2019-2024 Jérémie Decock

[![Open in Google Colab](https://colab.research.google.com/assets/colab-badge.svg)](https://colab.research.google.com/github/jeremiedecock/polytechnique-inf581-2024-students/blob/main/lab5_rl2_tdlearning_qlearning_sarsa.ipynb)

[![My Binder](https://mybinder.org/badge_logo.svg)](https://mybinder.org/v2/gh/jeremiedecock/polytechnique-inf581-2024-students/main?filepath=lab5_rl2_tdlearning_qlearning_sarsa.ipynb)

[![NbViewer](https://raw.githubusercontent.com/jupyter/design/main/logos/Badges/nbviewer_badge.svg)](https://nbviewer.jupyter.org/github/jeremiedecock/polytechnique-inf581-2024-students/blob/main/lab5_rl2_tdlearning_qlearning_sarsa.ipynb)

[![Local](https://img.shields.io/badge/Local-Save%20As...-blue)](https://github.com/jeremiedecock/polytechnique-inf581-2024-students/raw/main/lab5_rl2_tdlearning_qlearning_sarsa.ipynb)

## Introduction

The purpose of this lab is to introduce some classic concepts used
in reinforcement learning: *Temporal Difference Learning* (*TD Learning*), *QLearning* and *SARSA*.

**Notice**: Here we assume that the reward only depends on the state: $r(\boldsymbol{s}) \equiv \mathcal{R}(\boldsymbol{s}, \boldsymbol{a}, \boldsymbol{s}')$.

## Python requirements

This notebook requires the following Python libraries: *Gymnasium*, NumPy, Pandas, Seaborn and Imageio.

### If you use Google Colab

Execute the next cell to install required libraries.

In [None]:
colab_requirements = [
    "gymnasium",
    "numpy",
    "pandas",
    "seaborn"

### Material supplied
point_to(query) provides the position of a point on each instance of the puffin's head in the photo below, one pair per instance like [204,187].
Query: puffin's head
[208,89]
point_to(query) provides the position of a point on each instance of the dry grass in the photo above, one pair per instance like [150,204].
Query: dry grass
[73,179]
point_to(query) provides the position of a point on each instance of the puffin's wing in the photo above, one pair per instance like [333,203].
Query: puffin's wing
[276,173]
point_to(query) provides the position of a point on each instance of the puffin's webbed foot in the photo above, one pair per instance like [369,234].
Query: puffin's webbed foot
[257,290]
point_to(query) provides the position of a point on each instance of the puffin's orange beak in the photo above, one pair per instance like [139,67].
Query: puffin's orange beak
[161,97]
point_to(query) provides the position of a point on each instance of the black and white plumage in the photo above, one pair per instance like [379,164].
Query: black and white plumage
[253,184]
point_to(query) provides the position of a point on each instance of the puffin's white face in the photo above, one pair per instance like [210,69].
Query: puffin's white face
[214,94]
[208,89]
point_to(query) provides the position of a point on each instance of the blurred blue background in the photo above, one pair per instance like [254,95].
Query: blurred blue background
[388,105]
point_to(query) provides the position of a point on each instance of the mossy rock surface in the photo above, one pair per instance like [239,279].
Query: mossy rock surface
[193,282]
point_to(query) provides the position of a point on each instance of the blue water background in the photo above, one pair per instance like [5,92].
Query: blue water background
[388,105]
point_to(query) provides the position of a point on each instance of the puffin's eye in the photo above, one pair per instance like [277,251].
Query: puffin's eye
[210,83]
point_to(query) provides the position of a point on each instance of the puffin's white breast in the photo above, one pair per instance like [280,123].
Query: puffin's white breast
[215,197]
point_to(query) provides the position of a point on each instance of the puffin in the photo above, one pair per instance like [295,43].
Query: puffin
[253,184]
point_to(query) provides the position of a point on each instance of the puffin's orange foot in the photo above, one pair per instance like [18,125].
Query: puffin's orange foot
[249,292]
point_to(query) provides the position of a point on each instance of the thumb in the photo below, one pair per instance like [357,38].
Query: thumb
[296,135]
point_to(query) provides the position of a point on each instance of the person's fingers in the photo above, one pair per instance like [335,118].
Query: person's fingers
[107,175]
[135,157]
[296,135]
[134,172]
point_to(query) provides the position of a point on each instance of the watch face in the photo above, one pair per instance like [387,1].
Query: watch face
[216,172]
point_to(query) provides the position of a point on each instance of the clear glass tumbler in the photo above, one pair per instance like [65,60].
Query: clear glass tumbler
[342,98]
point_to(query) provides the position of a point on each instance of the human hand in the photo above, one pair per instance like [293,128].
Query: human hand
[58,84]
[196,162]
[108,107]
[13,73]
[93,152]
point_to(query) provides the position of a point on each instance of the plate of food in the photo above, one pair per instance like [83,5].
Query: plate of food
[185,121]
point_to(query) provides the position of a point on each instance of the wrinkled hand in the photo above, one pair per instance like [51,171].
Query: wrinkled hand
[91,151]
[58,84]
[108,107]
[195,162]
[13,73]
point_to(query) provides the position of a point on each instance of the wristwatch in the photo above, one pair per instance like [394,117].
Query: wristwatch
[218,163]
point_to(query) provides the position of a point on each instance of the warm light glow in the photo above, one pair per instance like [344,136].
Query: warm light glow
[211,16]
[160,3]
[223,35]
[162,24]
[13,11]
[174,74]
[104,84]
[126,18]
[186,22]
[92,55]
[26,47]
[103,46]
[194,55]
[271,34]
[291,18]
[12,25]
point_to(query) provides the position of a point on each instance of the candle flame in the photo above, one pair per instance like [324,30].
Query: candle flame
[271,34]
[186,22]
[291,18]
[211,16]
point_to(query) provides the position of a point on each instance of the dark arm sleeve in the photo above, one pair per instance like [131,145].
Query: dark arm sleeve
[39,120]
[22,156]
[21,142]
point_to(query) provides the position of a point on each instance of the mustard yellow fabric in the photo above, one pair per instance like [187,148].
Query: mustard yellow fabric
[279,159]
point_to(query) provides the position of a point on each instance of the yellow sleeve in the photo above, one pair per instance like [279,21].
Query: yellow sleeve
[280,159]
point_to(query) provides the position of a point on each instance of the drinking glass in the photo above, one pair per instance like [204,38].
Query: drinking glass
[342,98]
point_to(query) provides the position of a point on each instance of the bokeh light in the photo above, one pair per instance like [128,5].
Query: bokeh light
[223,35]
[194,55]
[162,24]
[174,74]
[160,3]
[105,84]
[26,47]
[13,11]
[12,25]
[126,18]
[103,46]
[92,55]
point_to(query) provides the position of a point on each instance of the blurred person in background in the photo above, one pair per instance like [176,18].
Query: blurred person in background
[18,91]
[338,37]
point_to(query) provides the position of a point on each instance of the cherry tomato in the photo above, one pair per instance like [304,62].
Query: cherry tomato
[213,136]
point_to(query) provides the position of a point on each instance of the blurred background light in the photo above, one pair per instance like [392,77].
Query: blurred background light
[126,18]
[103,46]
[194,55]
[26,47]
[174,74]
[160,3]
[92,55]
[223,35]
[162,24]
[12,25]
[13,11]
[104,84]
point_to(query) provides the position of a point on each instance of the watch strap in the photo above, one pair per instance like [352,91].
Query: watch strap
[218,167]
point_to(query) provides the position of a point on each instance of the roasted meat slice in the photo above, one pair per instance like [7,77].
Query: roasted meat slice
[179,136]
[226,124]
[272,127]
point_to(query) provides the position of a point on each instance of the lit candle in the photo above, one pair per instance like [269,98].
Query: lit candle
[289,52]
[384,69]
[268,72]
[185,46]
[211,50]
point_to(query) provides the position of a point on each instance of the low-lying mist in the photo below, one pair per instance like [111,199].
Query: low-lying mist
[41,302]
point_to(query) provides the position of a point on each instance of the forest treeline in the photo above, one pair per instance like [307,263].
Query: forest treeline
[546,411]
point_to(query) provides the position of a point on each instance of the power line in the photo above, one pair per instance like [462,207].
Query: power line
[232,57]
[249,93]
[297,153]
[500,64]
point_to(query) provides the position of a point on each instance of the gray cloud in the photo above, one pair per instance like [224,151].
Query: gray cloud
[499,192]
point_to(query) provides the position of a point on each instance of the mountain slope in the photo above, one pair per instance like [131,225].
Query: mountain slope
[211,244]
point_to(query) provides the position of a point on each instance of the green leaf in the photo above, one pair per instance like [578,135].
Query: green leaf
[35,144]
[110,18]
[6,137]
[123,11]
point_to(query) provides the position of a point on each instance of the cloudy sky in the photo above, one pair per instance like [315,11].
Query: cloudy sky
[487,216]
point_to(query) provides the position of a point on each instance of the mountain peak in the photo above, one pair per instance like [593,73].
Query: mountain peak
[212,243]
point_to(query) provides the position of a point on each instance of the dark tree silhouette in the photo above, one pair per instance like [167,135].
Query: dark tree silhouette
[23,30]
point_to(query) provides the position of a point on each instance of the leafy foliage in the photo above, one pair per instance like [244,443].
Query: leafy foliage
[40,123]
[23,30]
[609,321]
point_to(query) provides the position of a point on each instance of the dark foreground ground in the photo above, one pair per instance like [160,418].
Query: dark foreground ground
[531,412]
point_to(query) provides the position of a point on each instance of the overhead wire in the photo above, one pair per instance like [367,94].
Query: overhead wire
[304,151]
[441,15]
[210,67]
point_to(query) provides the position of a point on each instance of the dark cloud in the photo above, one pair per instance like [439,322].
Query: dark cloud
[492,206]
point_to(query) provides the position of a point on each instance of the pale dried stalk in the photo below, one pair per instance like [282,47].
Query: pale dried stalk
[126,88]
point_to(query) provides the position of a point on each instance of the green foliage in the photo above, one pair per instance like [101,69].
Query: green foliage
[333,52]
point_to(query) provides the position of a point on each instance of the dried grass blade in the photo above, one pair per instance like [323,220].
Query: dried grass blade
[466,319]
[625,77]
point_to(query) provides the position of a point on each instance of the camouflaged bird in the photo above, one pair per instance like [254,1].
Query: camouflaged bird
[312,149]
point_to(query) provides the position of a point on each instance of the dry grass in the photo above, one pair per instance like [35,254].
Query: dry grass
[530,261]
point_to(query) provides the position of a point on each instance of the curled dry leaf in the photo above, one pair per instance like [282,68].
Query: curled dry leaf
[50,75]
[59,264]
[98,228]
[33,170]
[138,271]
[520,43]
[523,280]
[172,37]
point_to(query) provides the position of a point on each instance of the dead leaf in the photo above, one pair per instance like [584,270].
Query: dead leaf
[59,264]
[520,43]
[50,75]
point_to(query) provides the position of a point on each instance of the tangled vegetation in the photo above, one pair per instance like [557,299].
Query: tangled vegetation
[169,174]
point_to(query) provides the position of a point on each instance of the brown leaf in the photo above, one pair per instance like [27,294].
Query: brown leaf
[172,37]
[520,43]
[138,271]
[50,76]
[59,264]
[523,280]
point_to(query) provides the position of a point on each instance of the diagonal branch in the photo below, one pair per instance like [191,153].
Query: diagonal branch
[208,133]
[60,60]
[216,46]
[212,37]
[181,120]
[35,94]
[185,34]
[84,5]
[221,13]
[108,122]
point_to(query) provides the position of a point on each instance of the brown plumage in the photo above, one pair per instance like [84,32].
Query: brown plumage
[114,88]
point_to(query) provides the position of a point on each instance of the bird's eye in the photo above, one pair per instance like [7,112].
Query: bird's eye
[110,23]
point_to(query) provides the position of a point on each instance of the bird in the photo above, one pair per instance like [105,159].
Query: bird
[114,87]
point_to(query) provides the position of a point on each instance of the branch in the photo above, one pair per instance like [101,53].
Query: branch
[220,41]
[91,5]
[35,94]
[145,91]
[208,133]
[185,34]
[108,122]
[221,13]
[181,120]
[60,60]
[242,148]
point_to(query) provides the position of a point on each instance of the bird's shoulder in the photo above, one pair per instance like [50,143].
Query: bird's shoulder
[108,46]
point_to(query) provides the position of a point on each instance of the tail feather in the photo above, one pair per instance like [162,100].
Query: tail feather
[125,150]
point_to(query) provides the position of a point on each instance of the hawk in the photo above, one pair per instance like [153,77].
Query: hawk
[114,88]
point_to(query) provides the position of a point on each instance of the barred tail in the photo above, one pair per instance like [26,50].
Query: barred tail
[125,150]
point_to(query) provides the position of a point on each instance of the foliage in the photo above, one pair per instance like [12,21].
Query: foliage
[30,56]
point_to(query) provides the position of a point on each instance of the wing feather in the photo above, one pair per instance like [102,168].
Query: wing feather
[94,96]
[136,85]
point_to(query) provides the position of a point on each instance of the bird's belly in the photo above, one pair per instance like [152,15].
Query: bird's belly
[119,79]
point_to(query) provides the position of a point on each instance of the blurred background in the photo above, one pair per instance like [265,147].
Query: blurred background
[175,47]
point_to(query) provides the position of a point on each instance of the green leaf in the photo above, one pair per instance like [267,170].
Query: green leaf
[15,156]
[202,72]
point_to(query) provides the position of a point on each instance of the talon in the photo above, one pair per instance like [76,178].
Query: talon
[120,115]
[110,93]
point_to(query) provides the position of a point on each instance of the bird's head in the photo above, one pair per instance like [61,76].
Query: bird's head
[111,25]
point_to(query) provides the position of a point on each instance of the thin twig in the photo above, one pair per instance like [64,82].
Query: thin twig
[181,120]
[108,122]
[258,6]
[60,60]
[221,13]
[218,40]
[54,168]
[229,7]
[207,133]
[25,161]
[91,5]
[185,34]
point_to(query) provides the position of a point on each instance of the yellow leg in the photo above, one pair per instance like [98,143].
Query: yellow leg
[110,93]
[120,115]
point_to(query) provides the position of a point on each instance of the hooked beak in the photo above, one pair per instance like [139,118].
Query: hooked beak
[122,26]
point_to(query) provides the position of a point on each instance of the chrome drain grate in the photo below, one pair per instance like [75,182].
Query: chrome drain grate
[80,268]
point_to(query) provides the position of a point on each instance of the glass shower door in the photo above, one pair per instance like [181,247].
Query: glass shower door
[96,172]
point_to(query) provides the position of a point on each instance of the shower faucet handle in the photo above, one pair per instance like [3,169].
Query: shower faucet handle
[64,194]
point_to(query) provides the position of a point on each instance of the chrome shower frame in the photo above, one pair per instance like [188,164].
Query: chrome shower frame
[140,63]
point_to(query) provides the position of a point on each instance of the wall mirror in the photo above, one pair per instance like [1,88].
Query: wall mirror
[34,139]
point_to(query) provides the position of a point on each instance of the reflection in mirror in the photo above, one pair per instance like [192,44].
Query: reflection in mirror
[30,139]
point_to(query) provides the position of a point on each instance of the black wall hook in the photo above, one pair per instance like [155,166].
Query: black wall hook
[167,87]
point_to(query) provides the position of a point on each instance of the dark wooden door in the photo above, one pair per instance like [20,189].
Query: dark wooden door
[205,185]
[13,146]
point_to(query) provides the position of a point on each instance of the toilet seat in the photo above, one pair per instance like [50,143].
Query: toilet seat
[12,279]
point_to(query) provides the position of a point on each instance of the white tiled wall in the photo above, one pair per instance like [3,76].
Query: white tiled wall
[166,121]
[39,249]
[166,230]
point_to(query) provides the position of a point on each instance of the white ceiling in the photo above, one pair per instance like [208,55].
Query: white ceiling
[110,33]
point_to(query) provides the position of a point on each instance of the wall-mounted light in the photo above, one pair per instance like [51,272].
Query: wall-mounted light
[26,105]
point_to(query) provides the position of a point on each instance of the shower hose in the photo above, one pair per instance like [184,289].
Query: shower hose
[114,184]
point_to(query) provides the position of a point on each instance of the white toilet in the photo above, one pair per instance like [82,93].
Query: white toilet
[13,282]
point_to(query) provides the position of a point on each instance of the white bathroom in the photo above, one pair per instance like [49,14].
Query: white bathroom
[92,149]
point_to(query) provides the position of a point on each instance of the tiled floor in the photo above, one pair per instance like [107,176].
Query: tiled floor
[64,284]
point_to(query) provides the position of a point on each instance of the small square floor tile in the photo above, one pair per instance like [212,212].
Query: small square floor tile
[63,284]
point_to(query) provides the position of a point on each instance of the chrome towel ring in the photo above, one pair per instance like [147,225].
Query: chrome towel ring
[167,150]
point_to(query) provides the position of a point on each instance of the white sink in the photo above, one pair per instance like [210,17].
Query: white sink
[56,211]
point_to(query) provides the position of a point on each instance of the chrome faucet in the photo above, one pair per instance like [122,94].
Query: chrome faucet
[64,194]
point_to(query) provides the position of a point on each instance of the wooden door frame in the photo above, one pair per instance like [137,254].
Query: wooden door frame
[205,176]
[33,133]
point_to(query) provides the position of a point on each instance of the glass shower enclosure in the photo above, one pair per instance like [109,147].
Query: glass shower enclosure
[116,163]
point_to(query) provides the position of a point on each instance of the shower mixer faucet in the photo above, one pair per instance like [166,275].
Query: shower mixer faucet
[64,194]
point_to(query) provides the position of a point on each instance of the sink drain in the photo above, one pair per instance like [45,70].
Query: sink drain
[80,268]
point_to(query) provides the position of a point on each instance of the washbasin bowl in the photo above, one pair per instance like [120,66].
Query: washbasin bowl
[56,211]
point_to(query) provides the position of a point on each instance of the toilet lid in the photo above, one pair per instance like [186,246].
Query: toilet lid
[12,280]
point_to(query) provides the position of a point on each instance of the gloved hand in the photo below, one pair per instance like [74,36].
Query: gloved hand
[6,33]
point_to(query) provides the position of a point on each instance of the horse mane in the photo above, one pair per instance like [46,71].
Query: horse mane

### Problem set
a) Which three reinforcement learning concepts does the lab notebook excerpt say it introduces?
b) Which lines in the rows contain the word "forest"? Copy each of them.

### Complete answers
a) Temporal Difference Learning (TD Learning), QLearning and SARSA.

b)
point_to(query) provides the position of a point on each instance of the forest treeline in the photo above, one pair per instance like [307,263].
Query: forest treeline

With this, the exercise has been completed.